[Point-per-instance localization data]
■ ■ ■ ■ ■

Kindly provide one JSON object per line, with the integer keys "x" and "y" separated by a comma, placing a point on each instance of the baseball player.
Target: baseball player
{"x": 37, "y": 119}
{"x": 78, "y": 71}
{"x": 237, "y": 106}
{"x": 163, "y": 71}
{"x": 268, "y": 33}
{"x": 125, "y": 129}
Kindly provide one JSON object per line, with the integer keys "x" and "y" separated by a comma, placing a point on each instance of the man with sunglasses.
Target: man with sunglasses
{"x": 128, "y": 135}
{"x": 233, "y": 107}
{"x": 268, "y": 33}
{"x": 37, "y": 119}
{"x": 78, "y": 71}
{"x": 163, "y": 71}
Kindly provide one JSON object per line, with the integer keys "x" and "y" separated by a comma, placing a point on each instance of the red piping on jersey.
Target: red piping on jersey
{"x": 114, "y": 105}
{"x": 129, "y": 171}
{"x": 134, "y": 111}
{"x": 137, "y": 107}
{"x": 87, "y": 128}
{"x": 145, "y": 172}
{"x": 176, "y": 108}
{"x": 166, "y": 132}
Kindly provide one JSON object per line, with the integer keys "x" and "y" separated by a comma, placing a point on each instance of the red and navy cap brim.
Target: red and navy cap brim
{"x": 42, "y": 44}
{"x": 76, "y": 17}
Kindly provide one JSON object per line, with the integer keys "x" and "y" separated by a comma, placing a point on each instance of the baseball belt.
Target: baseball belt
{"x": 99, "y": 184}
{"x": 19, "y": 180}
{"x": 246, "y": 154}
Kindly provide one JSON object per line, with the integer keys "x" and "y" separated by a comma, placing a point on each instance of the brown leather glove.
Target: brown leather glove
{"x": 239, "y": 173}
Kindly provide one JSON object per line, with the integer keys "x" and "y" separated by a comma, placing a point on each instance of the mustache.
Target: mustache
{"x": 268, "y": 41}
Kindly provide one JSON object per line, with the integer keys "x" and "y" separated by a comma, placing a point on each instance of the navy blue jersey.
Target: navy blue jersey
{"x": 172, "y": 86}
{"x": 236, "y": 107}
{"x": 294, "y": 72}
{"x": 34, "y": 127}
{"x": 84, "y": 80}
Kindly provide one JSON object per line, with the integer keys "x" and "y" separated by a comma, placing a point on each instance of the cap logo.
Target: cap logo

■ ■ ■ ■ ■

Where a line above holds the string "logo", copy that line.

Task output:
Kindly provide one JSON object per line, with the integer keys "x" and "y" separated by a comma, placing a point on each instance of the cap logo.
Target: cap logo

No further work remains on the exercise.